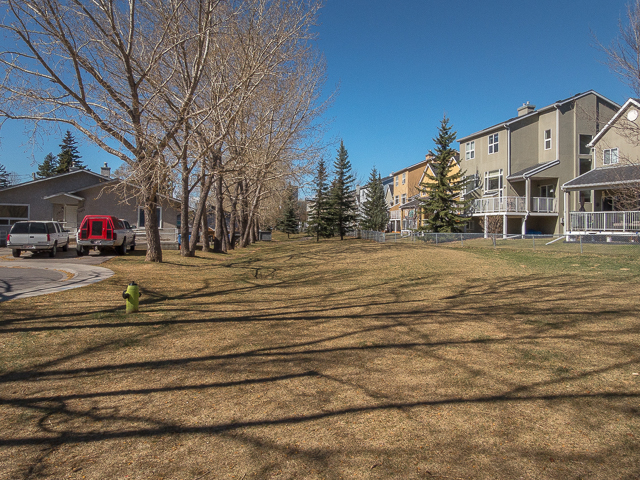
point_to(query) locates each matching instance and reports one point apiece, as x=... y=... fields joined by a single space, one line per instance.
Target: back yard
x=298 y=359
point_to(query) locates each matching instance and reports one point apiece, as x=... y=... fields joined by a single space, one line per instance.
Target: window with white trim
x=493 y=181
x=547 y=139
x=12 y=213
x=610 y=156
x=493 y=143
x=470 y=150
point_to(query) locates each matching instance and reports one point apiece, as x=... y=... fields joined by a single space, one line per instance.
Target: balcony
x=514 y=205
x=596 y=222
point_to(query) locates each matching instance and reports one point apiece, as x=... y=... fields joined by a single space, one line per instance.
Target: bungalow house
x=608 y=196
x=516 y=167
x=68 y=197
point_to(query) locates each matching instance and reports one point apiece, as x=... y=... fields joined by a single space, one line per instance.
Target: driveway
x=38 y=274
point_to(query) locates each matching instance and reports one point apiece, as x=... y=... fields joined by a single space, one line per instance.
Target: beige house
x=514 y=169
x=68 y=197
x=607 y=197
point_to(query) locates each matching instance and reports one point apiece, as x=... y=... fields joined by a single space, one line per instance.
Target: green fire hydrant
x=131 y=296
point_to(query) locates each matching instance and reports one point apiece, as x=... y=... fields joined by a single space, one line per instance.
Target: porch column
x=567 y=209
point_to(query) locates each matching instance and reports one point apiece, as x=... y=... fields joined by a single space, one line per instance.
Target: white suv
x=37 y=236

BRIEF:
Omit the pictures. Transcribe every record exactly.

FINISHED EXERCISE:
point_to(query) locates each matching instance and reports one point apiece, as x=... y=... fields joined by a single space, one line per instance.
Target: back yard
x=298 y=359
point_to(query) locates each matching instance and reports one point apiece, as x=... y=... fields joined by a single space, one line per instance.
Target: window with white trim
x=493 y=181
x=547 y=139
x=12 y=213
x=610 y=156
x=493 y=143
x=470 y=150
point_to(query) locates each matching instance and reports one point apiece, as x=... y=... fields joined by a single space, one line per instance.
Target: balcony
x=514 y=205
x=596 y=222
point_to(query) locates each matching instance and reports one point apiece, as x=... y=... fields joined by a single space, one line per instance.
Target: bungalow house
x=608 y=196
x=516 y=167
x=68 y=197
point_to(query) locates each matching instance and reports one point apiece, as x=... y=... fields joined by a single space, one line per instance.
Target: driveway
x=38 y=274
point_to(query) locates each matching instance and reports one point apiece, as x=... y=... fields joined by a single space, one line per instance.
Target: beige house
x=514 y=169
x=68 y=197
x=607 y=197
point_to(query) locates each matching instance and reports one point apiece, as x=... y=... fields joined by a single space, one line per instance.
Target: green fire hydrant
x=131 y=296
point_to(query) locates each matching instance and reports one point apiece, as x=... y=... fields joined by a single space, one line per instance.
Target: porch column
x=567 y=209
point_to(query) locates each matching instance and reports one point apiece, as x=... y=... fields joined by a single space, one line per instance.
Target: white suv
x=37 y=236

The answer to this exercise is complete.